This weekend, Dublin is celebrating the work of Arnold Schoenberg, the modernist composer who took upon himself the burden of musical history, writes Michael Dervan
How often have you heard a classical music audience expressing its displeasure in full flight? It's not a very frequent occurrence these days, but it does happen. And when it does, it's electrifying. It's in the opera house that you're probably most likely to hear it. At the celebrated Pierre Boulez and Patrice Chereau Ring in Bayreuth in the 1970s, it almost became one of the attractions of the production.
People usually protest so vociferously only about things that matter to them. And music was certainly something that mattered in the Vienna of 100 years ago. One of the men who was to have the toughest of battles with the Viennese public was Arnold Schoenberg, who took upon himself the burden of musical history by consciously bringing the developments of the late 19th century to their logical conclusion and beyond.
Schoenberg, who was born in 1874, entered a musical world where the flames of ideological conflict between the supporters of Brahms on the one hand and Wagner on the other were still very much alive. Essentially self-taught as a composer, Schoenberg built on the achievements of both men, marrying the boundary-stretching chromaticism of Wagner's harmonic language with the obsessively intricate motivic workings that Brahms carried out within more classical forms.
The influences of Brahms and Wagner can be heard clearly in what is now the most frequently heard of Schoenberg's larger works, the remarkably intense string sextet Verklärte Nacht (Transfigured Night), completed in 1899 but not performed until 1903. It's easy to forget how much of the music of the time was considered shocking not only by contemporary audiences but also by fellow composers.
Richard Strauss seems to have drawn taunts wherever he went. The great pianist Arthur Rubinstein was hissed for playing Debussy in Warsaw in 1904. And the rioting that broke out over Schoenberg's music was on occasion serious enough to warrant the attention of the police. But Schoenberg was nothing if not determined. He was supported by Mahler (who tried to stop a disgruntled member of the audience leaving the premiere of Schoenberg's First String Quartet) and won the approval of Strauss - the two men met when Schoenberg was employed as a copyist, working for Strauss's publisher.
Strauss's great operas Salome and Elektra, which premiered in 1905 and 1909, reached into regions of musical expression from which the composer then retreated. Schoenberg's Second String Quartet, of 1908, with its added soprano voice prophetically proclaiming, "I feel air from another planet", was a different sort of turning point. The anchoring force of tonality, that sense of key centre that had served composers for centuries, was finally abandoned.
And, rather than go back, Schoenberg went boldly on in the works that followed, into a region where many of the familiar rules no longer applied. One of the most exciting eras of 20th-century music was launched.
For Schoenberg and the two men most closely associated with him, his pupils Alban Berg and Anton Webern, it was a period of unremitting challenge. "The only explanation for Schoenberg's surefootedness amid the boundless immensities of his new musical realm is that he moulded this music as if obeying the compulsive dictates of his inner visions," wrote the Swiss critic Willi Schuh of Schoenberg's monodrama Erwartung (Expectation), a disturbed and disturbing inner monologue of a woman who encounters the dead body of the lover she has gone to meet in a forest at night.
==============================
__Exercise goal__. Copy everything in the Schoenberg article from "Richard Strauss seems" down to "for Strauss's publisher.", replacing "Warsaw" with "Krakow". Rely on the text alone.

Data records
==============================
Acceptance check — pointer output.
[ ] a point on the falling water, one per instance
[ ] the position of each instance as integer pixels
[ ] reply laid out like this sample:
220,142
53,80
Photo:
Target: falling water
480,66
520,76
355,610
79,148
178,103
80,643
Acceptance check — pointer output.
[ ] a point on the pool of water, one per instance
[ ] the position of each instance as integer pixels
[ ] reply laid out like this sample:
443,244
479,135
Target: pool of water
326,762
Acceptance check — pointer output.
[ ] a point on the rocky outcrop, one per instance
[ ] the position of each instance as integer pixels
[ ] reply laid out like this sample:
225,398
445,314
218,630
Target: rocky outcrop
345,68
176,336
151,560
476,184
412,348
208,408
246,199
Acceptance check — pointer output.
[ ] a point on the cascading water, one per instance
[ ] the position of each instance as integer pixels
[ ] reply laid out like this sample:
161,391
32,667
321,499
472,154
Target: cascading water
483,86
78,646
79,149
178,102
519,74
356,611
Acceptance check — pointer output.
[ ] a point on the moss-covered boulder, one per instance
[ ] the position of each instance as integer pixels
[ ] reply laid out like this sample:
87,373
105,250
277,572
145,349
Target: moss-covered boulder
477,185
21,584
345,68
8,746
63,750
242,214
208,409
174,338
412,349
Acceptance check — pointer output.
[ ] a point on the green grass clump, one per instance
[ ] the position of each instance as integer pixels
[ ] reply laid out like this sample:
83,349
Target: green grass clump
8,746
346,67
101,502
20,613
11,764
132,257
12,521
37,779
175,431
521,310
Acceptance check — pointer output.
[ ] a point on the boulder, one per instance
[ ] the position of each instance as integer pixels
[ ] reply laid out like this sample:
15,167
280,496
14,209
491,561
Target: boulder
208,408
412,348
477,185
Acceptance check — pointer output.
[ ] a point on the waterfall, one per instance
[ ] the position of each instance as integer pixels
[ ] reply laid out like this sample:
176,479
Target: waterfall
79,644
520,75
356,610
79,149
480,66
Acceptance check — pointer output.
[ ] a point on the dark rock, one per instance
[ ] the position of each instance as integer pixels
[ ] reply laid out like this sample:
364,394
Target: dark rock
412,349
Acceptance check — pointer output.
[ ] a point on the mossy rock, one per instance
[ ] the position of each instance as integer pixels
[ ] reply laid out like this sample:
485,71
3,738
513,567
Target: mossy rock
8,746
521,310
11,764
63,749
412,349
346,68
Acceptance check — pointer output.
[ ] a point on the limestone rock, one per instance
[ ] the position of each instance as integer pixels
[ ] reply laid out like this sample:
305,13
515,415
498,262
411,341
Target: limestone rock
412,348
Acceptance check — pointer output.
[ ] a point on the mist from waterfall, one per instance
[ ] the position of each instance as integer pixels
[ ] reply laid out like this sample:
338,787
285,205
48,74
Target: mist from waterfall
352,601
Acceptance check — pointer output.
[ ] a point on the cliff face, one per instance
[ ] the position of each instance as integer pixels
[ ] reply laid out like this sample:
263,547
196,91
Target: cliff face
==============================
__Solution below__.
Richard Strauss seems to have drawn taunts wherever he went. The great pianist Arthur Rubinstein was hissed for playing Debussy in Krakow in 1904. And the rioting that broke out over Schoenberg's music was on occasion serious enough to warrant the attention of the police. But Schoenberg was nothing if not determined. He was supported by Mahler (who tried to stop a disgruntled member of the audience leaving the premiere of Schoenberg's First String Quartet) and won the approval of Strauss - the two men met when Schoenberg was employed as a copyist, working for Strauss's publisher.